**** ARTICLE ****

I’m sure Jerry Sandusky would have been right at home, but the next week I used the family changing room with my son.
Ahh, Martin, you’re my only friend here…
I’m no fan of naked old guys in the locker room, but I’m old enough to have lived through the mandatory gang showers in high school. I’m not especially modest, but I feel like an exhibitionist next to the young guys at my gym who actually carry their shorts to the toilet stall to change instead of taking off their pants in front of other men. It’s ridiculous. I actually watched one guy almost fall over the other day while he struggled to take his bathing suit off one handed while he held a towel in front of himself with his other hand.
The point of all this is, depending on the age of the author, nudity in general may bother him because it wasn’t part of his life experience.
Oh, that’s a funny image. Where did they get their new-found modesty? It may be corruption from television and mass consumerism. If you can’t show it on TV, the kids nowadays don’t think it happens
I think it’s important that old guys and other unattractive people keep their ugly naked bodies to themselves so that younger men have only the bodies of airbrushed underwear models to compare themselves to. That’s much healthier than getting all faggy and checking out real actual people in the locker room.
LOL, READING COMPREHENSION
Hear hear! (“Here here”? I’m never certain which homophone applies. Uh oh, I said “homo”!)
it’s okay to say homo – as long as you are one.
He’s a BIG homophone.
This post says so much more than you think. Mostly about you and your idea that a person who is not you, going about his business, should even think that the very sight of his own body, of whatever age, would be offensive to you. Why would anyone think that his body is repulsive to another just because of his age? Older folks have other concerns when they are in a shower room (slipping and falling, for one). They’re not thinking about you and you, you young puke, should not be thinking about them.

**** INFORMATION SHOWN ****

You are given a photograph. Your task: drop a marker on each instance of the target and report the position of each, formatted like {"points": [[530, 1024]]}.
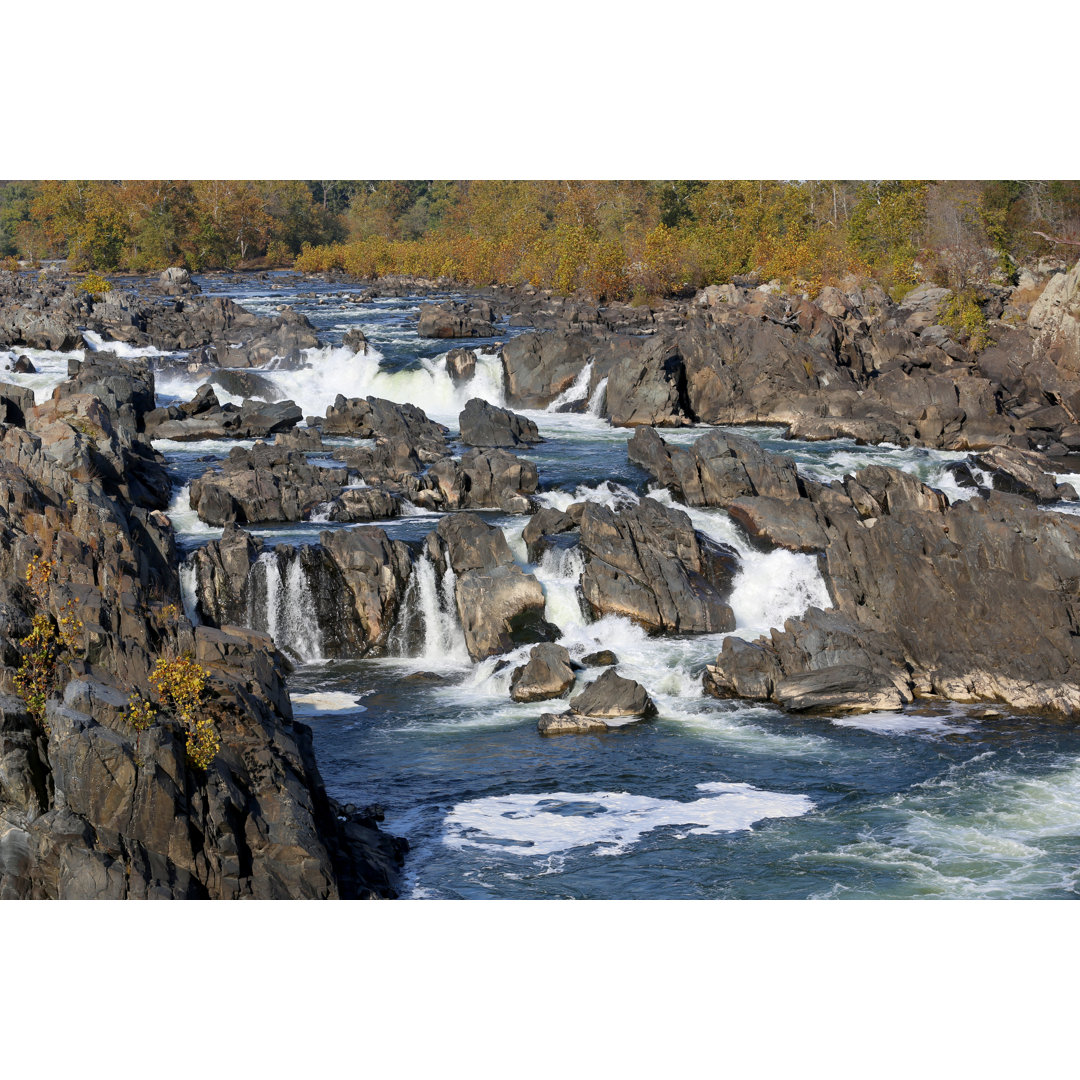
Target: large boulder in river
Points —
{"points": [[548, 674], [648, 564], [461, 365], [500, 606], [455, 320], [715, 470], [611, 697], [387, 422], [501, 609], [495, 477], [264, 484], [975, 601], [485, 424]]}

****

GOAL A
From the locker-room comments, reproduce the passage from "Ahh, Martin, you’re" up to and including "his life experience.".
GOAL B
Translate this sentence from the locker-room comments into Spanish: "I'm no fan of naked old guys in the locker room, but I'm old enough to have lived through the mandatory gang showers in high school."
GOAL C
In the locker-room comments, what do some young men at the gym carry to the toilet stall so they can change there?

TASK OUTPUT A
Ahh, Martin, you’re my only friend here…
I’m no fan of naked old guys in the locker room, but I’m old enough to have lived through the mandatory gang showers in high school. I’m not especially modest, but I feel like an exhibitionist next to the young guys at my gym who actually carry their shorts to the toilet stall to change instead of taking off their pants in front of other men. It’s ridiculous. I actually watched one guy almost fall over the other day while he struggled to take his bathing suit off one handed while he held a towel in front of himself with his other hand.
The point of all this is, depending on the age of the author, nudity in general may bother him because it wasn’t part of his life experience.

TASK OUTPUT B
No soy fan de los hombres mayores desnudos en el vestuario, pero tengo edad suficiente para haber pasado por las duchas colectivas obligatorias en la secundaria.

TASK OUTPUT C
Their shorts.